[EM] (2) UK 'post mortem': Steve's 2nd dialogue with Kristofer

Kristofer Munsterhjelm km_elmet at t-online.de
Wed Jun 24 04:40:12 PDT 2015


Could you please use the standard mail quoting format used on this list, 
as given by bottom/interleaved style on 
https://en.wikipedia.org/wiki/Posting_style ? That would render your 
replies easier to read, be consistent with how I (and most of the other 
participants of this list) quote, and in my case, would also make my 
mailing program do the right thing when viewing or replying to your mail 
in turn.

That is, instead of using S, K, and >, use > for the mail you're 
replying to, > > (or >>) for what it replied to and so on. There is no 
need to preface your new text with anything; just write it directly as 
in the Wikipedia examples.

If you need to separate chunks of text, just add newlines as I have done 
below.

Thank you :-)

Now onto the posting!

On 06/22/2015 03:03 AM, steve bosworth wrote:
>  > Date: Thu, 18 Jun 2015 22:17:11 +0200
>  > From: km_elmet at t-online.de
>  > To: stevebosworth at hotmail.com; election-methods at lists.electorama.com;
> jgilmour at globalnet.co.uk; fredgohlke at verizon.net
>  > Subject: Re: [EM] The 'post mortem' discussions on UK radio (from Steve)
>  > On 06/18/2015 05:49 PM, steve bosworth wrote:
>
> Hi Kristofer,
>
> Perhaps to continue our dialogue most efficiently, please tell me if I
> have properly understood your use of 'asymptotically' below.

> > Unfortunately, because APR reduces to IRV, I can only consider it
> > asymptotically fair (that is, when you have enough seats compared to the
> > number of candidates).
>
>
> Please correct me if I have misunderstood you to mean the following:
> The more reps to be elected from a multi-winner district (from many more
> candidates) by an electorate of many millions of citizens, the
> probability of monotonicity failures (and thus 'unfairness') would
> becomes almost fanishingly small.
>
> If so, this would be the case with APR because its general election, in
> effect, elects all reps from one district (i.e. the whole country, even
> though it is initially administer through all the single-member district
> in the country). Moreover, the probability of monotonicty failures
> occurring with APR is made even smaller by its giving 'weighted votes'
> to each rep in the assembly, i.e. the transferring of so-called 'surplus
> votes' is not a part of APR's modified use of STV.

I don't know how APR aggregates single-member districts into a national 
election, so I can't comment on that. I know that the way that 
single-member districts are aggregated can be very important; for 
instance, regular old single-member plurality is not proportional while 
biproportional representation (and Balinski's FMV) would be proportional.

I don't think it's the surplus transfers in STV that causes 
nonmonotonicity. The general pattern for an IRV monotonicity failure is 
(in the three-candidate case) that in the original election, X gets 
eliminated and then Y wins against Z, but if you raise Y on some Z>Y>X 
ballots, then Z gets eliminated instead and Y loses to X.

## [WRITTEN PROBLEM 1]
Answer these questions about the mailing-list post:
(a) Which web page is linked as the guide to the quoting style?
(b) Which word does Steve ask Kristofer to confirm he has understood?
(c) What method is given as an example of aggregating single-member districts that is not proportional?
## [WRITTEN PROBLEM 2]
Update the passage of the mailing-list post starting at "Could you please" and ending at "the Wikipedia examples.", putting "email client" in place of "mailing program".
## [WRITTEN PROBLEM 3]
Sum up the mailing-list post in two sentences.
The material that comes next is not needed.

## [DATA SHOWN]
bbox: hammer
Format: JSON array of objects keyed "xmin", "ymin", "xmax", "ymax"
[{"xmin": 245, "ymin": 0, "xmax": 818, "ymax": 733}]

## [RESULT 1]
(a) https://en.wikipedia.org/wiki/Posting_style
(b) 'asymptotically'
(c) Regular old single-member plurality

## [RESULT 2]
Could you please use the standard mail quoting format used on this list, 
as given by bottom/interleaved style on 
https://en.wikipedia.org/wiki/Posting_style ? That would render your 
replies easier to read, be consistent with how I (and most of the other 
participants of this list) quote, and in my case, would also make my 
email client do the right thing when viewing or replying to your mail 
in turn.

That is, instead of using S, K, and >, use > for the mail you're 
replying to, > > (or >>) for what it replied to and so on. There is no 
need to preface your new text with anything; just write it directly as 
in the Wikipedia examples.

## [RESULT 3]
Kristofer asks Steve to use the list's standard bottom or interleaved quoting style, marking quoted mail with > instead of S, K, and >. Replying on APR, he says he doesn't know how APR aggregates single-member districts into a national election, and he doesn't think STV's surplus transfers are what cause nonmonotonicity.